#### Data

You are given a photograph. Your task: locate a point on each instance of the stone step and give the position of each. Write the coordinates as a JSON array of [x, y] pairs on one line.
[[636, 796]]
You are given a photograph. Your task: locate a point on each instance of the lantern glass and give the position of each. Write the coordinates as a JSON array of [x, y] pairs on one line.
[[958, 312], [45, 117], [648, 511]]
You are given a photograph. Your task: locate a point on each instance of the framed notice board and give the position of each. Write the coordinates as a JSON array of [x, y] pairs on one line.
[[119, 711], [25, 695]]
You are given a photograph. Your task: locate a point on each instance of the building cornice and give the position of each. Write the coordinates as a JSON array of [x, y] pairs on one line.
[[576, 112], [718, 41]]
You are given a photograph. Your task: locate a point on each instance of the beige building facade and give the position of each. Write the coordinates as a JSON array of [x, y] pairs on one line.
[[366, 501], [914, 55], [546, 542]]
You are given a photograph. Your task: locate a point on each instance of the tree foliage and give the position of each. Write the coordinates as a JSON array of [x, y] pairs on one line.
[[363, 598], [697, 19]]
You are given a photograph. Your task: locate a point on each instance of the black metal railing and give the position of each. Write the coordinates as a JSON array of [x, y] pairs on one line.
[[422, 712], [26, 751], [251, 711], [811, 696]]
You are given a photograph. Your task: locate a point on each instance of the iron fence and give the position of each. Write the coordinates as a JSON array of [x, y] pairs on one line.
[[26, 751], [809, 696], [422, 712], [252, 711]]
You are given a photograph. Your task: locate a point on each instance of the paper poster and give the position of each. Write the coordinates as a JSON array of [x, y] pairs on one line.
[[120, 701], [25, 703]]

########

• _Set task_:
Copy every line of the data above word for word, changing nothing.

• _Full response_:
You are given a photograph. Your task: locate a point on each instance of the stone step and give the position of each. Write the coordinates as a JSON array of [x, y] pairs on one line.
[[636, 796]]
You are given a photograph. Your task: locate a point on each instance of the lantern glass and give the position of each. Write the coordinates as a JSON array of [x, y] pairs on one line.
[[958, 312], [45, 117], [648, 511]]
You are given a photograph. Your task: locate a point on each instance of the framed notice board and give the position of each. Write the coordinates as a JSON array of [x, y] pairs on one line.
[[119, 711], [25, 695]]
You are given a photograph. Your task: locate a point on each instance of the building cornice and give the position of each. Write the coordinates as a JSON array of [x, y] pairs on one line.
[[576, 112], [718, 41]]
You are given a photograph. Your task: locate a point on each instance of the beige building facade and give the position of each. Write the coordinates as a JSON array of [x, y] pairs on one line.
[[366, 501], [914, 55], [546, 542]]
You are given a photograph. Your task: locate a point on each instance of the tree foliage and give the position of each. Write the coordinates as a JSON array of [x, y] pairs on one line.
[[363, 598], [697, 19]]
You are given a photograph. Your task: locate a point on each instance of the black metal railing and give the position of each. Write the coordinates as a JSON array of [x, y] pairs on one line.
[[422, 712], [26, 751], [251, 711], [811, 696]]
You are given a photograph. Your task: locate a point on each instance of the iron fence and give the position of each. Write the coordinates as a JSON array of [x, y] pairs on one line.
[[26, 751], [809, 696], [422, 712], [252, 711]]
You are given a photograph. Your task: locate a point on each instance of the paper poster and give the position of each. Write the coordinates as a JSON array of [x, y] pairs on one line.
[[120, 701], [25, 703]]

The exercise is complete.